**Work to be completed**
Return every line of the items below with no changes at all.

**Recorded information**
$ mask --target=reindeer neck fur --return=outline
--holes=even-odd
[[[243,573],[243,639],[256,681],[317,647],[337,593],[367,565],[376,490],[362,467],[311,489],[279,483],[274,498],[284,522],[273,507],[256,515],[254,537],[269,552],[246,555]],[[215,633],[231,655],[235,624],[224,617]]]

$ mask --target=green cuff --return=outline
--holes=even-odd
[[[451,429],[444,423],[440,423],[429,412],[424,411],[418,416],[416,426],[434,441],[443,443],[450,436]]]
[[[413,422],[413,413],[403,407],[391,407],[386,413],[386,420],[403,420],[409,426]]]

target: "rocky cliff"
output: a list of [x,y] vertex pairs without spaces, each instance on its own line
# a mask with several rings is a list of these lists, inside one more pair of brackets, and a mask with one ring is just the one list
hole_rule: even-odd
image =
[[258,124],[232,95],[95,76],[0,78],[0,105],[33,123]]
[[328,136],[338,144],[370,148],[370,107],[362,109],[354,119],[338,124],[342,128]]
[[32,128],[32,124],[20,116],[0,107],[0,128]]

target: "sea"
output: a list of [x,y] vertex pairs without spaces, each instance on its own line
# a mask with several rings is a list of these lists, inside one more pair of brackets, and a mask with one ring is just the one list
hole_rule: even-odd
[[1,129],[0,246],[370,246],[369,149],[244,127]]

**Written reply**
$ mask --target=reindeer neck fur --return=outline
--holes=even-odd
[[[243,573],[243,639],[256,681],[317,647],[337,593],[367,565],[376,490],[362,467],[311,489],[279,483],[274,498],[284,522],[273,507],[256,515],[254,537],[269,552],[246,555]],[[215,633],[231,655],[235,624],[224,617]]]

$ mask --target=green cuff --return=outline
--holes=even-odd
[[[451,429],[444,423],[440,423],[429,412],[424,411],[418,416],[416,426],[434,441],[443,443],[450,436]]]
[[[413,422],[413,413],[403,407],[391,407],[386,413],[386,420],[403,420],[409,426]]]

target: "rocky cliff"
output: a list of [x,y] vertex pairs without spaces, each instance on its own line
# a mask with several rings is a list of these lists, inside one more pair of brackets, and a mask with one ring is just the one list
hole_rule: even-odd
image =
[[258,124],[232,95],[95,76],[0,78],[0,105],[33,123]]
[[328,136],[338,144],[370,148],[370,107],[362,109],[354,119],[338,124],[342,128]]
[[32,128],[32,124],[20,116],[0,107],[0,128]]

target: "sea"
output: a list of [x,y] vertex pairs without spaces, each instance on its own line
# a mask with several rings is a list of these lists, inside one more pair of brackets, and a mask with one ring is just the one list
hole_rule: even-odd
[[1,129],[0,246],[370,246],[369,149],[244,127]]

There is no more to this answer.